During a common council meeting on Tuesday, Zamirripa said the decision to remove financial penalties from the latest mask requirement was made at the request of city Health Commissioner Kirsten Johnson. Johnson previously said her department doesn’t have the staffing necessary to start fining owners who don’t comply.

“So, a business could be dinged when it’s time for their renewal via warning letters, suspensions or even possible non-renewal if they’re not being good actors when it comes to the mask ordinance,” said Zamirripa.

Alder Robert Bauman voted in favor of the mask ordinance, though he told council members he would have liked the expiration date to be Jan. 21. Bauman said he helped negotiate the March 1 end date.

Bauman called the ordinance a “non-mandate mandate” and offered a word of warning for health department officials who are “overzealous at your peril.” He pointed to efforts via lawsuits and legislative efforts to restrict health department powers that could hamper responses if “real emergencies crop up in the future.”

“Ultimately, someday down the road, these health departments better start realizing that they live in the real world,” said Bauman. “The real world is rebelling against their advice and their counsel. And I hope they take notice of that because they may lose all credibility.”

Dimitrijevic pushed back against Bauman’s comment.

“I would offer that we still are in an emergency,” said Dimitrijevic. “Yesterday was the largest number of cases in the state of Wisconsin ever. If that doesn’t qualify, I’m not sure what would.”
☆ ☆ ☆
TO DO: Extend the report on the council's mask ordinance debate, picking up after its final sentence. The entries have no connection to the mask ordinance report.

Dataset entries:
☆ ☆ ☆
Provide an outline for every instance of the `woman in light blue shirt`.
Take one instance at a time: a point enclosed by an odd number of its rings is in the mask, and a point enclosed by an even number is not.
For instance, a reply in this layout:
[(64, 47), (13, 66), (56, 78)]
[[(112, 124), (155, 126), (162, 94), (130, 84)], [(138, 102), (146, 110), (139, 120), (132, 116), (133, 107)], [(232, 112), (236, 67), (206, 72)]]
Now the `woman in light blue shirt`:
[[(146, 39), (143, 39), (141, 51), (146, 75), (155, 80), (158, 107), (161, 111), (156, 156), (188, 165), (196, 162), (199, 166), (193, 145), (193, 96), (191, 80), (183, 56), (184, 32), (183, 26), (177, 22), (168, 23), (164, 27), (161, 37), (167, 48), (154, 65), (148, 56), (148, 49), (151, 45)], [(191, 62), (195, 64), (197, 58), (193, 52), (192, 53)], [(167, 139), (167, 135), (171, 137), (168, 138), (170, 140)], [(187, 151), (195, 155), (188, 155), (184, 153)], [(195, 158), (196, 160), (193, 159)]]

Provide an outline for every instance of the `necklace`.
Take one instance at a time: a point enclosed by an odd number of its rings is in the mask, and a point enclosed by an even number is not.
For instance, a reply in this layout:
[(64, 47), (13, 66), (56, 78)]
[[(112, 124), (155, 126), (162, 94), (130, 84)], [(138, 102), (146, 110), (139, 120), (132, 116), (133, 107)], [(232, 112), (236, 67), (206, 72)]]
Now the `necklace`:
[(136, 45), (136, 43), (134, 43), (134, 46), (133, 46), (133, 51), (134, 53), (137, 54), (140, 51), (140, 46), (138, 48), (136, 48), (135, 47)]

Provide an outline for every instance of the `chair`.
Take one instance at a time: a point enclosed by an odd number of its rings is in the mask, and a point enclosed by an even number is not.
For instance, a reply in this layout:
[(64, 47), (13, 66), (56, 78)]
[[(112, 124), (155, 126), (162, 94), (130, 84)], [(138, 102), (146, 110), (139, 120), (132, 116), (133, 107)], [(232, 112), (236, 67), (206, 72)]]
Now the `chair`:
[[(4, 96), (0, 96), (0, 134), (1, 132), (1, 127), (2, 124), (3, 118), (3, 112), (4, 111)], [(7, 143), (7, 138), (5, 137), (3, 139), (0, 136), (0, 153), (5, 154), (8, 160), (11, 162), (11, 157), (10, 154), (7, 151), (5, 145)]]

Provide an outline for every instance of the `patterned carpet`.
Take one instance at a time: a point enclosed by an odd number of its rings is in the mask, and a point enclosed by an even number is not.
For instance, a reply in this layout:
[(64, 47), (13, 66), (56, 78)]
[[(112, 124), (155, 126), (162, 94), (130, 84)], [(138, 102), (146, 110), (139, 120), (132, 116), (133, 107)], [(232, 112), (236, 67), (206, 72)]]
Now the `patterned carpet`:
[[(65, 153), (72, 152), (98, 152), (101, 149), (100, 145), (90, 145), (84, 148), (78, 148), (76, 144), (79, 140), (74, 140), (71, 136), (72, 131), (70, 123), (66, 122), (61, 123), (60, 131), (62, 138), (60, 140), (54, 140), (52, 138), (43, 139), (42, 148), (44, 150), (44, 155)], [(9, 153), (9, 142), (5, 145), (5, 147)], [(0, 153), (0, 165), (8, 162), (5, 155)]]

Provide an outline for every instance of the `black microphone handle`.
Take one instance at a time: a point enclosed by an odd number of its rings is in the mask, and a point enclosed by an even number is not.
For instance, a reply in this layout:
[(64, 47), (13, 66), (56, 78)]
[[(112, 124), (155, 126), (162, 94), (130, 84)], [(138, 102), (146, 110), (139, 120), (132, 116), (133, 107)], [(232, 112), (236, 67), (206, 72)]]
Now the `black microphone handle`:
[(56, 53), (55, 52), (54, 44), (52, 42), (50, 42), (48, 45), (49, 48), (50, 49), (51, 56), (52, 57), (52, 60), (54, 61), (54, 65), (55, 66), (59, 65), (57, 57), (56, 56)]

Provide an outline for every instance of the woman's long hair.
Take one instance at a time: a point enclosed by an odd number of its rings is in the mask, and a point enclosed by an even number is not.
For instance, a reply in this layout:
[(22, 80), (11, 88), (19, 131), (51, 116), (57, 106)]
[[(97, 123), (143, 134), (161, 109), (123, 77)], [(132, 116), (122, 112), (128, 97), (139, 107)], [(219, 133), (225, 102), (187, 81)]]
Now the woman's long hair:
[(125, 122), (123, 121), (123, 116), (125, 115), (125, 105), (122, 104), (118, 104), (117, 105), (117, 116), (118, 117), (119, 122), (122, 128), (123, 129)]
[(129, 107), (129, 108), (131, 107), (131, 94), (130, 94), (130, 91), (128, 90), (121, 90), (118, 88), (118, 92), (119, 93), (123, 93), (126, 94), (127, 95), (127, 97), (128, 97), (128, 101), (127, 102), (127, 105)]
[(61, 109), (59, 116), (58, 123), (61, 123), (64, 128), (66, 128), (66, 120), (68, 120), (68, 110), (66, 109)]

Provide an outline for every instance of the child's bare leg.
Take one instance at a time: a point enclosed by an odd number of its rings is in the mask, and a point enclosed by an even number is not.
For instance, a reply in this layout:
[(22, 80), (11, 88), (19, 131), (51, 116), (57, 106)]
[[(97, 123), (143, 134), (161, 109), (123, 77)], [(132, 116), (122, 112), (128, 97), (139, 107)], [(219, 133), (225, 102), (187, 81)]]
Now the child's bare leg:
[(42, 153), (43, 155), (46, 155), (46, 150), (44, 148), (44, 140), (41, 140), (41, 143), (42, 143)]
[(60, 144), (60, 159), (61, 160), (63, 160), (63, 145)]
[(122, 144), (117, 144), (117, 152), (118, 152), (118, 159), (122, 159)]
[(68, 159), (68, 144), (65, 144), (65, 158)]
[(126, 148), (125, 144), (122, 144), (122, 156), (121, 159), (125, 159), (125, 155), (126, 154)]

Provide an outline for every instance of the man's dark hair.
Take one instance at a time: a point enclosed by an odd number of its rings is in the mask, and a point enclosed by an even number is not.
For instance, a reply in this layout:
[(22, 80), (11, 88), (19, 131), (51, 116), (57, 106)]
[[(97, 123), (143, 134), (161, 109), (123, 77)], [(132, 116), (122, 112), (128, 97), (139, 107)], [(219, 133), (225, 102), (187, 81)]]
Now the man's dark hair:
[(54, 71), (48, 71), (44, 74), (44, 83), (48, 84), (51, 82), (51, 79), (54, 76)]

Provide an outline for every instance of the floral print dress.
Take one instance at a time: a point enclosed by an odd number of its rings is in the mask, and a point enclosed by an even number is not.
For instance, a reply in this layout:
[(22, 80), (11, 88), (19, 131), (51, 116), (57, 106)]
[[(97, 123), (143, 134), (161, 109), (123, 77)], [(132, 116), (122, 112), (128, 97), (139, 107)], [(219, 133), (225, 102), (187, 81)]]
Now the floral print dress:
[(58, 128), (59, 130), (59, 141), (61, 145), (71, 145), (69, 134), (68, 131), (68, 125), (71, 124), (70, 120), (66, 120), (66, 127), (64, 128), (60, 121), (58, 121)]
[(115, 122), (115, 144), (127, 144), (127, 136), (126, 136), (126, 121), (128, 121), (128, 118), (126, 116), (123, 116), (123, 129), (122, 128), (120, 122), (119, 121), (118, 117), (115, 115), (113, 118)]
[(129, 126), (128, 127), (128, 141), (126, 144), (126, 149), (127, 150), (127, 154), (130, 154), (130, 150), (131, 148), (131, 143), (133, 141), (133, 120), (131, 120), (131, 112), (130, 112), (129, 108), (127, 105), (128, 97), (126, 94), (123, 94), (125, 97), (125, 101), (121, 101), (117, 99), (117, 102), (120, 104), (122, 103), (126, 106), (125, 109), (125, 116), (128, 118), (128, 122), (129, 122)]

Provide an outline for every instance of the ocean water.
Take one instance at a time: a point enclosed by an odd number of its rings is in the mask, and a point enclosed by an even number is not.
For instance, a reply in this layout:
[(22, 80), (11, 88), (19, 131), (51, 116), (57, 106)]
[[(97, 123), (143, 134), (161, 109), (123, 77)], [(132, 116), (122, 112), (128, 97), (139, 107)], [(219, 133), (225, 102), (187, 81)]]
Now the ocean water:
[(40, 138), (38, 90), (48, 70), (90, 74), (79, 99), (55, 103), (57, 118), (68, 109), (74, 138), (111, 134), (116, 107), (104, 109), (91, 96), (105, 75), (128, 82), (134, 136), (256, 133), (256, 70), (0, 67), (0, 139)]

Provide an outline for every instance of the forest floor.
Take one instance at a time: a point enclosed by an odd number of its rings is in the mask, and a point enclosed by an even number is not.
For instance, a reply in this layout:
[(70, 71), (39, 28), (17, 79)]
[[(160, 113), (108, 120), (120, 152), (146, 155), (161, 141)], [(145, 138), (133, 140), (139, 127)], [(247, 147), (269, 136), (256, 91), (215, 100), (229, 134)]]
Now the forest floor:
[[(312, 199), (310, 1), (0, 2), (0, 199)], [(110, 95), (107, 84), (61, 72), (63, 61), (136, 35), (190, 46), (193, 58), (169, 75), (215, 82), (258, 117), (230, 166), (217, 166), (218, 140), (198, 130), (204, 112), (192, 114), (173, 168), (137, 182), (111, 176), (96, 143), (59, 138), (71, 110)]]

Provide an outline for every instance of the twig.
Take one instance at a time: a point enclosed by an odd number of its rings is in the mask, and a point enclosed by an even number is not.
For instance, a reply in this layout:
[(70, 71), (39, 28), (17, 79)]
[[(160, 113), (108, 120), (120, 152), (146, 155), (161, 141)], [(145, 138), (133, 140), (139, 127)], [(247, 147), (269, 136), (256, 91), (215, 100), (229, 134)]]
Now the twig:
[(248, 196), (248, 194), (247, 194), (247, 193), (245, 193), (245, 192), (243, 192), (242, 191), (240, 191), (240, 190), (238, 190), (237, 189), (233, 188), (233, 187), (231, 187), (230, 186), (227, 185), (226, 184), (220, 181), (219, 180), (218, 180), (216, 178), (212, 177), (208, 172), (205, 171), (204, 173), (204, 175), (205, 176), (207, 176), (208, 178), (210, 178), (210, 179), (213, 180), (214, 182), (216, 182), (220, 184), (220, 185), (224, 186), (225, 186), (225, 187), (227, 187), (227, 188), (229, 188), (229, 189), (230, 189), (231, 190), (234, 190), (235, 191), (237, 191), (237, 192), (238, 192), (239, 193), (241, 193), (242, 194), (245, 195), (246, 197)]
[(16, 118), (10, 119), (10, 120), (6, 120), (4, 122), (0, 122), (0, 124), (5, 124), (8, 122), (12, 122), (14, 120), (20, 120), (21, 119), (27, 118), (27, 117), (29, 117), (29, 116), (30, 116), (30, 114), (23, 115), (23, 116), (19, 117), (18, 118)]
☆ ☆ ☆
REPLY TO THE EXERCISE:
The Wisconsin Department of Health Services reported 35,746 new cases of COVID-19 on Sunday, by far the most ever reported during the pandemic. The seven-day average of new cases was 17,916. As of Jan. 17, there have been 1,798 deaths in Milwaukee County among individuals with confirmed cases of COVID-19.

The county’s COVID-19 Surveillance Dashboard reported a positivity rate of more than 35 percent of all tests as of the first week of January.

Alder Mark Borkowski voted against the mask ordinance. He called it a “paper tiger” and said having a month-and-a-half long mask mandate in Milwaukee but not in neighboring communities West Allis or Greenfield doesn’t make sense.

“I’m not going to be part of this because it just does not make sense to me,” said Borkowski. “And, I apologize because I’m not going to be able to explain it to my constituents.”

Borkowski was the sole no-vote on the ordinance. Alder Scott Spiker abstained, citing the “tough position” it puts businesses in without additional support.